## DIRECTIONS
a) In the book review:
(i) How many essays does the textbook collect, and what years do they span?
(ii) What star rating does the review give?
(iii) Which early, basic rights does the review say feminism moved beyond in its second wave?
b) Print the passage of the book review from "Review is copyright" up to and including "my college’s campus.)".
c) Carry on the book review from its last sentence, keeping its voice and subject.

## SELECTED EXCERPT
>> Begin

Review is copyright © 2019 by Wil C. Fry. All Rights Reserved.

Published: 2019.08.10; Updated: 2019.08.26

Home > Book Reviews > Linda Nicholson (ed.) > The Second Wave

Copyright © 2019 by Wil C. Fry. Some rights reserved.

★★★ (of 5)

Summary

This textbook, used in college courses like Feminist Theory, is a collection of 23 seminal essays from 1953 through 1997, intended for “more advanced undergraduate or graduate” students, “sophisticated students who wanted some sense of changes within feminist theory over time” (according to Nicholson’s preface). I found it still for sale at multiple popular online outlets, starting at $50 and higher. I happened upon a free copy — my wife still had it from her college years. (Such a text probably wouldn’t have been allowed on my college’s campus.)

For the unitiated, second-wave feminism is the name given to feminism in the early 1960s and onward — as feminism moved beyond the early, basic rights of voting and owning property toward other inequalities that continued to face women: reproductive rights, domestic violence, marital rape, custody and divorce law, etc. (It was replaced by the “third wave”, beginning at some point in the late 1980s or 1990s — depending on who’s making the classification.)

Why would I read a book like this, you might ask? The same reason I would read any non-fiction book: to learn something. To be forced to think. To keep my mind active. This book provided all of that and more.

Commentary

The style is almost entirely heavily academic. At no point were any of the authors attempting to be accessible to lay readers. It uses phrases like “correlative unit” and innumerable weighty words like “cathected”, “conceptualism”, “contrapuntal”, “detumescence”, “dyad”, “epistemology”, “formalizable”, “generativity”, “haecceity”, “intrapsychic”, “introjection”, “nonessentialized”, “noumena”, “parturitive”, “phallocratic”, “positionality”, “scoptophilic”, and yes, even “vinculum”. Some I had seen before; for others I utilized dictionaries.

>> End

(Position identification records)
>> Begin

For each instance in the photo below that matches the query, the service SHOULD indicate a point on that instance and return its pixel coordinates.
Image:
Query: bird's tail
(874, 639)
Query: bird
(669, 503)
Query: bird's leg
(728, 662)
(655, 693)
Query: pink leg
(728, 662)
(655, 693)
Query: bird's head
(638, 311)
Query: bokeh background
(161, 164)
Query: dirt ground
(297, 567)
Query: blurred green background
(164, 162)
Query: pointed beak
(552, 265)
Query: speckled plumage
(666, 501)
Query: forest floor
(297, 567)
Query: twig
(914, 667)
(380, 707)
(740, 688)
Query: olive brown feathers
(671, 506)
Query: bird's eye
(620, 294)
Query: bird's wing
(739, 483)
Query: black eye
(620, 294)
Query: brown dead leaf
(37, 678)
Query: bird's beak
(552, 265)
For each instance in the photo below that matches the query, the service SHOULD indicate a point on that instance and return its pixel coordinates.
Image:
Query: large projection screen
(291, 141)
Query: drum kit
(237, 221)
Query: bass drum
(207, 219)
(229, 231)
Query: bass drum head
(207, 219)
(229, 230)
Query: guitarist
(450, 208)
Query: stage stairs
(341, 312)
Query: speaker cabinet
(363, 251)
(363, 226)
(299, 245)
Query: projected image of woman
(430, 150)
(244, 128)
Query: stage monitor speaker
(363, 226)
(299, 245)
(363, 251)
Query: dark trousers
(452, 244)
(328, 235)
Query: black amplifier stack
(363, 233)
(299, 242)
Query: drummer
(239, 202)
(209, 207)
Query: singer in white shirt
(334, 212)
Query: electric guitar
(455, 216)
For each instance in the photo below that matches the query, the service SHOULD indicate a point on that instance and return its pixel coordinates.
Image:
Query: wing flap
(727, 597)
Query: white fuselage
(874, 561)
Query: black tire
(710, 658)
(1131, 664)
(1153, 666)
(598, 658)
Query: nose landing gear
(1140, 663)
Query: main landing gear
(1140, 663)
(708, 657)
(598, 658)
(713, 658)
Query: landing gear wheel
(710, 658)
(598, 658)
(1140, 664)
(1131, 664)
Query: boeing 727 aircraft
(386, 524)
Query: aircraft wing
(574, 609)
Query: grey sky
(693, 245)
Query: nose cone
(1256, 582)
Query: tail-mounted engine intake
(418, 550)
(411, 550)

>> End

## SET OF ANSWERS
a)
(i) 23 essays, from 1953 through 1997.
(ii) Three stars out of 5.
(iii) The rights of voting and owning property.

b)
Review is copyright © 2019 by Wil C. Fry. All Rights Reserved.

Published: 2019.08.10; Updated: 2019.08.26

Home > Book Reviews > Linda Nicholson (ed.) > The Second Wave

Copyright © 2019 by Wil C. Fry. Some rights reserved.

★★★ (of 5)

Summary

This textbook, used in college courses like Feminist Theory, is a collection of 23 seminal essays from 1953 through 1997, intended for “more advanced undergraduate or graduate” students, “sophisticated students who wanted some sense of changes within feminist theory over time” (according to Nicholson’s preface). I found it still for sale at multiple popular online outlets, starting at $50 and higher. I happened upon a free copy — my wife still had it from her college years. (Such a text probably wouldn’t have been allowed on my college’s campus.)

c)
Unless you’re a super-genius, this isn’t a book you can read in an afternoon or even a weekend. In my case, it took months — mainly because I took breaks between essays to read other books (lighter fare). My mind required these breaks to rest from this one. The following is a representative passage:

“Such ambiguities in the meaning of key words in Marx’s theory in turn make possible certain serious problems within the theory. In particular, they enable Marx to falsely project features of capitalist society onto all societies, and with most relevance for the purposes of this essay, to cross-culturally project the autonomization and primacy of the economic in capitalist societies. This point is illustrated by examining Marx’s claim that ‘the changes in the economic foundation lead sooner or later to the transformation of the whole immense superstructure.’ This claim is intended as a universal claim of social theory, i.e. it is meant to state that in all societies there is a certain relation between the ‘economy’ and the ‘superstructure’. If we interpret ‘economy’ here to refer to ‘all activities necessary to meet the conditions of human survival’, the claim is non-problematic but trivial.”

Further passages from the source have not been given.